*Written instruction 1:*
In the Champagne Ladies text:
(a) How many women did Dr. Susan Meyer interview?
(b) Which journalist interviewed Dr. Susan Meyer?
(c) Which act is Bella Abzug thanked for helping change, and in what year?

The Champagne Ladies Party
Dr. Susan Meyer, author of Champagne Ladies, was interviewed recently, along with several of the Champagne Ladies in Susan’s book, by journalist Phyllis Haynes. If you think your last chapter is over, think again. Read the forward to the book (written by the Head Tomato) and watch this inspiring video .
Foreword to Champagne Ladies, Efferscent at Any Age
Foreword
Buckle up your seatbelts—your ideas about what “old” looks like are about to be delightfully upended. Dr. Susan Meyer has interviewed thirty-eight women who are redefining life in their sixties, seventies, eighties, and even nineties.
These are women who came of age in the 1950s, 1960s, and 1970s—decades that reshaped what women could do, dream, and become. They remember when a woman couldn’t get a credit card without a male co‑signer (thank you, Bella Abzug, for helping change that in 1974 with the Equal Credit Opportunity Act). They cheered Roe v. Wade. They pushed open the doors to the corner office, and if it didn’t open, they became their own boss. They tossed aside the pearls-and-sweater “Mom” archetypes they grew up with on TV and celebrated every time Mary Tyler Moore threw her hat in the air.
They fought the “isms” of their time—sexism, racism, antisemitism—and now they’re kicking the last “acceptable ism” to the curb—ageism.

*Written instruction 2:* Can you rewrite the records from the line with "Question: Where in this photograph is the dark" up to and including the line with "194 341 266 370" as a two-column CSV with columns request and answer? Use one row per record, put each field in quotes, and replace line breaks with spaces.

*Material:*
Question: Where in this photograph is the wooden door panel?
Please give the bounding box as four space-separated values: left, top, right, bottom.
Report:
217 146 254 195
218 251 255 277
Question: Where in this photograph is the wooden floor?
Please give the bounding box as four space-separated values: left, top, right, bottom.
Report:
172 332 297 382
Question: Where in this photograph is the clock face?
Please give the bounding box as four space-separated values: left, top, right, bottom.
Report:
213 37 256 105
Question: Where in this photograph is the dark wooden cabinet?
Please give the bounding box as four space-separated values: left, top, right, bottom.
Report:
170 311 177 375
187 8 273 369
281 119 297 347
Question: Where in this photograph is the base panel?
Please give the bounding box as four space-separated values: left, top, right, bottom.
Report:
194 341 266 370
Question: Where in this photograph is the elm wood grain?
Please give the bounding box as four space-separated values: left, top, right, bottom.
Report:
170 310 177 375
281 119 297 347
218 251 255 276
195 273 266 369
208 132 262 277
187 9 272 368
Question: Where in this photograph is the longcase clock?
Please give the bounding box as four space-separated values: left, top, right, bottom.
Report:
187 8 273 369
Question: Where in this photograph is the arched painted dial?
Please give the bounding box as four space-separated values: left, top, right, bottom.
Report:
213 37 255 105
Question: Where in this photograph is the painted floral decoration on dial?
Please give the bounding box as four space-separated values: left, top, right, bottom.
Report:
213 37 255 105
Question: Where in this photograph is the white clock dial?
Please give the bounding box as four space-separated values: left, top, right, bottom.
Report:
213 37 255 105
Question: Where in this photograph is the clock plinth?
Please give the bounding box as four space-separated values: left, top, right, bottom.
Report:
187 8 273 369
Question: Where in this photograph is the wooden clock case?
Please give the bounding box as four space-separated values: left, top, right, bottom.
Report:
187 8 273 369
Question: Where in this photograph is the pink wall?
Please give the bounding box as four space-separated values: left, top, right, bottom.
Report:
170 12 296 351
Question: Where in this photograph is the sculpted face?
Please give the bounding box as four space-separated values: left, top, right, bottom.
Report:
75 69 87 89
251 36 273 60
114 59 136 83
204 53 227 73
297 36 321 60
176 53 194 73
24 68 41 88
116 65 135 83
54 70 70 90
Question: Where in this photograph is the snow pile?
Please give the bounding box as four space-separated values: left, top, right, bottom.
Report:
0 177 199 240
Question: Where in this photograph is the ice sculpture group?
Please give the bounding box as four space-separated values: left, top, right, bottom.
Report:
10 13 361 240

*Correct output 1:*
(a) Thirty-eight
(b) Phyllis Haynes
(c) The Equal Credit Opportunity Act, in 1974

*Correct output 2:*
request,answer
"Question: Where in this photograph is the dark wooden cabinet? Please give the bounding box as four space-separated values: left, top, right, bottom. Report:","170 311 177 375 187 8 273 369 281 119 297 347"
"Question: Where in this photograph is the base panel? Please give the bounding box as four space-separated values: left, top, right, bottom. Report:","194 341 266 370"